→ What the exercise asks
Render every line of the rows below as a JSON list of strings, one string per line, with blank lines skipped and the pictures left out.

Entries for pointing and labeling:
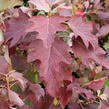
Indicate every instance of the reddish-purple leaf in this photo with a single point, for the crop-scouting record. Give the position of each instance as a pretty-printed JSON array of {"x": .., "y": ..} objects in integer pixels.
[
  {"x": 19, "y": 77},
  {"x": 89, "y": 54},
  {"x": 52, "y": 52},
  {"x": 37, "y": 90},
  {"x": 15, "y": 28},
  {"x": 3, "y": 65},
  {"x": 75, "y": 87},
  {"x": 15, "y": 99},
  {"x": 96, "y": 84},
  {"x": 83, "y": 29},
  {"x": 44, "y": 4},
  {"x": 103, "y": 31}
]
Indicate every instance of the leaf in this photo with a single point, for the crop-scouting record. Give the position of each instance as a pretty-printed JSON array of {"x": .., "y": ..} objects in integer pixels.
[
  {"x": 52, "y": 52},
  {"x": 44, "y": 4},
  {"x": 96, "y": 84},
  {"x": 7, "y": 4},
  {"x": 19, "y": 77},
  {"x": 103, "y": 105},
  {"x": 3, "y": 65},
  {"x": 37, "y": 90},
  {"x": 14, "y": 98},
  {"x": 15, "y": 28},
  {"x": 83, "y": 29},
  {"x": 103, "y": 31},
  {"x": 76, "y": 88},
  {"x": 88, "y": 55}
]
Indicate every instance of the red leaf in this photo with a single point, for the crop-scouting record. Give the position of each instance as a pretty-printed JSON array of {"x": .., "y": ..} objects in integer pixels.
[
  {"x": 52, "y": 52},
  {"x": 79, "y": 90},
  {"x": 44, "y": 4},
  {"x": 15, "y": 28},
  {"x": 3, "y": 65},
  {"x": 88, "y": 54},
  {"x": 103, "y": 31},
  {"x": 96, "y": 84},
  {"x": 83, "y": 29},
  {"x": 14, "y": 98},
  {"x": 37, "y": 90}
]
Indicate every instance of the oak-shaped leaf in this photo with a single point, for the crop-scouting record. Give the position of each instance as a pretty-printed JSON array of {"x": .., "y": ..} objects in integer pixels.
[
  {"x": 83, "y": 29},
  {"x": 51, "y": 51},
  {"x": 15, "y": 28},
  {"x": 89, "y": 54}
]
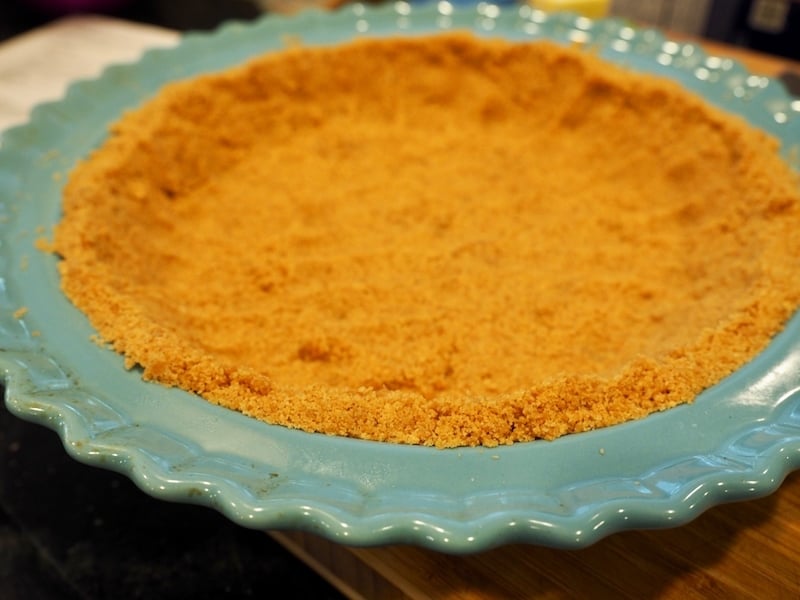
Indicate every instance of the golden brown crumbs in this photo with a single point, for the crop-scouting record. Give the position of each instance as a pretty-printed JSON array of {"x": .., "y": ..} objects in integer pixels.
[{"x": 440, "y": 240}]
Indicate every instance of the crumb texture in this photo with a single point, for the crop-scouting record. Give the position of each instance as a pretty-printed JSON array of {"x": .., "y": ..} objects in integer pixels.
[{"x": 441, "y": 240}]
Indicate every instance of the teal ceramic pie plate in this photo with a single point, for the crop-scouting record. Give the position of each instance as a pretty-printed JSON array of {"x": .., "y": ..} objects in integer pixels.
[{"x": 737, "y": 441}]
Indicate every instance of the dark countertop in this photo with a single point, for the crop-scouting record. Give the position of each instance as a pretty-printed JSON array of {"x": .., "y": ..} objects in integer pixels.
[{"x": 70, "y": 531}]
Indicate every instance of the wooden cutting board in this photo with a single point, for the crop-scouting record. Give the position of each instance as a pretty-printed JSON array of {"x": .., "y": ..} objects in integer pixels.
[{"x": 743, "y": 550}]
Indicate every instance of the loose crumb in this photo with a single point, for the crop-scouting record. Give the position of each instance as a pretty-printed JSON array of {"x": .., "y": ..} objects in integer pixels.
[{"x": 441, "y": 240}]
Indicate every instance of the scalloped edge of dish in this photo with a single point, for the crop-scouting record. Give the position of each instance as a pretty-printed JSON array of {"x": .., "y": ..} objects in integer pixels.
[{"x": 744, "y": 466}]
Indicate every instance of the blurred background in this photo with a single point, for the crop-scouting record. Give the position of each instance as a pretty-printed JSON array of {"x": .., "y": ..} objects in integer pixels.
[{"x": 771, "y": 26}]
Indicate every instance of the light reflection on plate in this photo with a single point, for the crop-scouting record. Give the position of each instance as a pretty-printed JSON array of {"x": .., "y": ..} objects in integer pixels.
[{"x": 737, "y": 441}]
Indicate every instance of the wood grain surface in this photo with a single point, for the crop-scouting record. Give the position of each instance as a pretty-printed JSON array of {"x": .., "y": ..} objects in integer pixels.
[{"x": 742, "y": 550}]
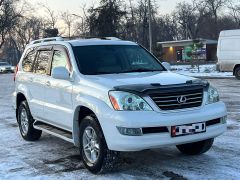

→ Written response
[
  "Indicate every instance of the reddish-purple leaf in this photo with a single point, for the crop-scouting record. Give the position of each instance as a pretty-printed JSON array of {\"x\": .., \"y\": ..} objects in integer pixels.",
  "[",
  "  {\"x\": 19, \"y\": 77},",
  "  {\"x\": 89, \"y\": 54},",
  "  {\"x\": 52, \"y\": 52},",
  "  {\"x\": 37, \"y\": 90},",
  "  {\"x\": 15, \"y\": 28},",
  "  {\"x\": 3, \"y\": 65},",
  "  {\"x\": 75, \"y\": 87},",
  "  {\"x\": 15, \"y\": 99},",
  "  {\"x\": 96, \"y\": 84},",
  "  {\"x\": 83, \"y\": 29},",
  "  {\"x\": 44, \"y\": 4},",
  "  {\"x\": 103, \"y\": 31}",
  "]",
  "Indicate every instance of the leaf in this photo with a single point, for the crop-scouting record. Give the position of each instance as a pretty-printed JSON array of {\"x\": .., \"y\": ..} objects in integer pixels.",
  "[",
  "  {\"x\": 52, \"y\": 52},",
  "  {\"x\": 44, \"y\": 4},",
  "  {\"x\": 96, \"y\": 84},",
  "  {\"x\": 7, \"y\": 4},",
  "  {\"x\": 19, \"y\": 77},",
  "  {\"x\": 103, \"y\": 105},",
  "  {\"x\": 3, \"y\": 65},",
  "  {\"x\": 37, \"y\": 90},",
  "  {\"x\": 14, \"y\": 98},",
  "  {\"x\": 15, \"y\": 28},",
  "  {\"x\": 83, \"y\": 29},",
  "  {\"x\": 103, \"y\": 31},",
  "  {\"x\": 76, \"y\": 88},",
  "  {\"x\": 88, \"y\": 55}",
  "]",
  "Indicate every instance of the red leaf in this photo with a single point, for the crop-scouting record. Give the position of each instance as a pretty-printed JSON array of {\"x\": .., \"y\": ..} objects in integer pixels.",
  "[",
  "  {\"x\": 52, \"y\": 52},",
  "  {\"x\": 79, \"y\": 90},",
  "  {\"x\": 44, \"y\": 4},",
  "  {\"x\": 15, \"y\": 28},",
  "  {\"x\": 3, \"y\": 65},",
  "  {\"x\": 88, \"y\": 54},",
  "  {\"x\": 103, \"y\": 31},",
  "  {\"x\": 96, \"y\": 84},",
  "  {\"x\": 83, \"y\": 29},",
  "  {\"x\": 14, \"y\": 98},",
  "  {\"x\": 37, \"y\": 90}",
  "]",
  "Indicate every instance of the oak-shaped leaf in this photo with a single point, for the crop-scouting record. Give the position of each instance as a pretty-printed JSON array of {\"x\": .., \"y\": ..} objects in integer pixels.",
  "[",
  "  {\"x\": 83, \"y\": 29},",
  "  {\"x\": 51, \"y\": 51},",
  "  {\"x\": 15, \"y\": 28},",
  "  {\"x\": 89, \"y\": 54}",
  "]",
  "Indicate every instance of the golden brown crumbs in this photo with a single point, for the crop-scouting record. Give the position of each instance as a pretty-printed JSON array of {\"x\": .., \"y\": ..} objects in integer pixels.",
  "[{\"x\": 440, \"y\": 240}]",
  "Indicate every instance of the crumb texture in this photo with a single point, for the crop-scouting record. Give the position of each instance as a pretty-printed JSON array of {\"x\": .., \"y\": ..} objects in integer pixels.",
  "[{\"x\": 441, \"y\": 240}]",
  "Indicate every instance of the teal ceramic pie plate in this photo with a single point, for the crop-scouting record. Give the position of each instance as a pretty-printed JSON array of {\"x\": .., \"y\": ..} objects in integer pixels.",
  "[{\"x\": 737, \"y\": 441}]",
  "Indicate every instance of the dark countertop in this photo with a single point, for the crop-scouting record. Give the position of each instance as a pretty-printed JSON array of {\"x\": .., \"y\": ..} objects in integer pixels.",
  "[{\"x\": 70, \"y\": 531}]",
  "Indicate every instance of the wooden cutting board in this photo with a single point, for the crop-scouting record. Give the position of each instance as a pretty-printed JSON array of {\"x\": .., \"y\": ..} objects in integer pixels.",
  "[{\"x\": 743, \"y\": 550}]",
  "Indicate every instance of the loose crumb in this photo with a single point, for the crop-scouting record. Give the position of each instance as a pretty-printed JSON array of {\"x\": .., \"y\": ..} objects in integer pixels.",
  "[{\"x\": 441, \"y\": 240}]",
  "Indicate every instance of the scalloped edge of dish in this photo with a single point, for the crop-scouting record. Give the position of each instance as a pretty-printed JSON array of {\"x\": .., \"y\": ..} objects in integer pixels.",
  "[{\"x\": 744, \"y\": 466}]",
  "Indicate every instance of the blurred background in this photo with a single point, for the crop-scouting record. Give the position of each instance as a pretty-printed JSON array of {\"x\": .., \"y\": ..} objects in integer pixels.",
  "[{\"x\": 771, \"y\": 26}]",
  "Indicate every instance of the light reflection on plate in this photo with a single point, for the crop-scouting record. Give the position of each instance as a pretty-printed JSON array of {\"x\": .., \"y\": ..} objects in integer pixels.",
  "[{\"x\": 737, \"y\": 441}]",
  "Indicate every instance of the wood grain surface in this photo with a single point, for the crop-scouting record. Give the position of each instance as a pretty-printed JSON array of {\"x\": .., \"y\": ..} objects in integer pixels.",
  "[{\"x\": 742, \"y\": 550}]"
]